### SUPPLIED RECORDS
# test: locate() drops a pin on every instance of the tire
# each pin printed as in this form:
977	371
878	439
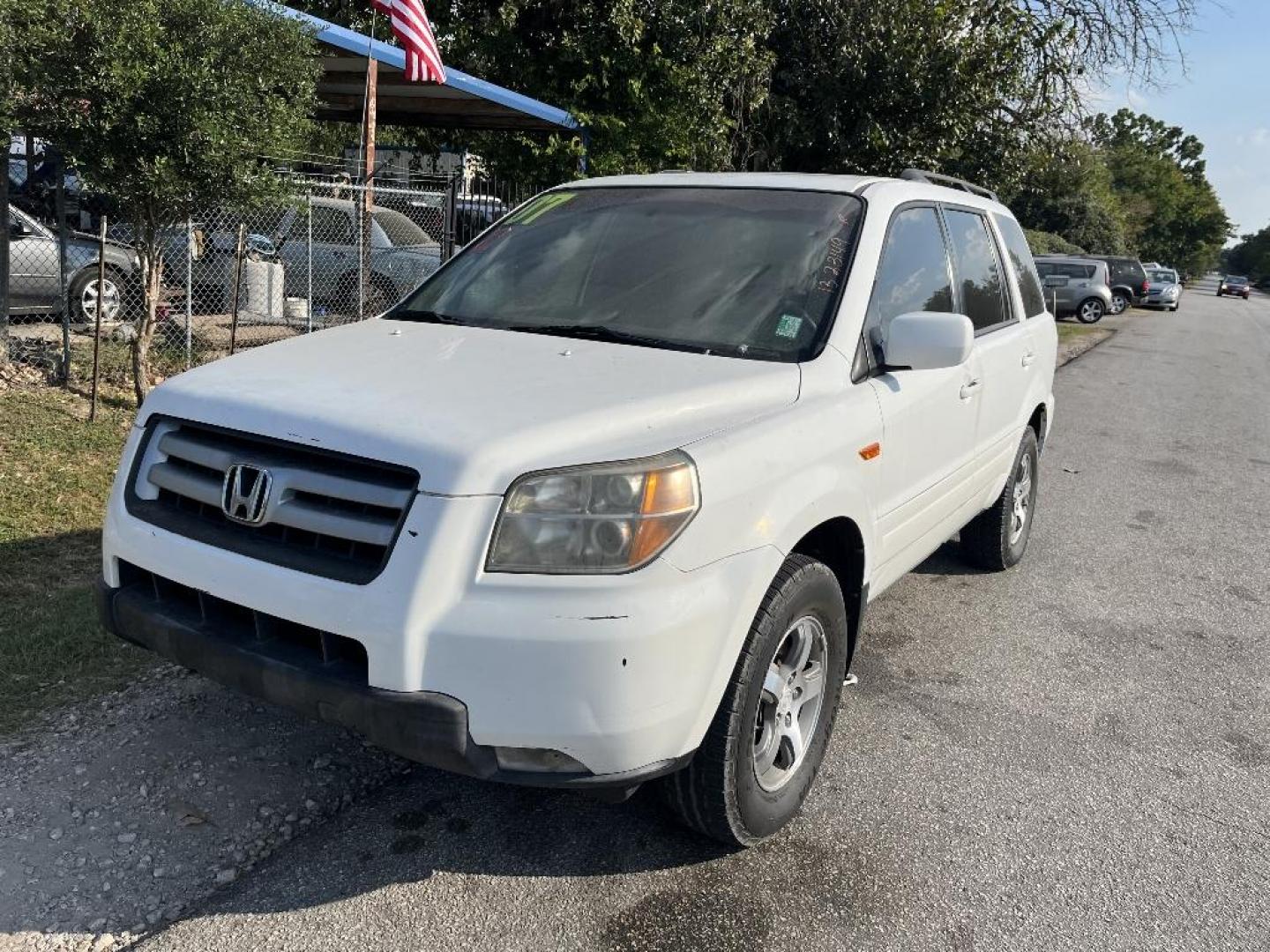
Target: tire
1090	311
997	537
81	296
743	785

### EXERCISE REQUIREMENTS
Convert every line of the records above into a numbered list, skipping blank lines and leaving out the pictures.

### RESULT OF THIS EXERCISE
1. # test: locate() drops a pin on every instance of the tire
2. # each pin printed as in this form:
3. 977	371
4. 878	439
5. Target: tire
6. 1090	311
7. 997	537
8. 81	296
9. 743	785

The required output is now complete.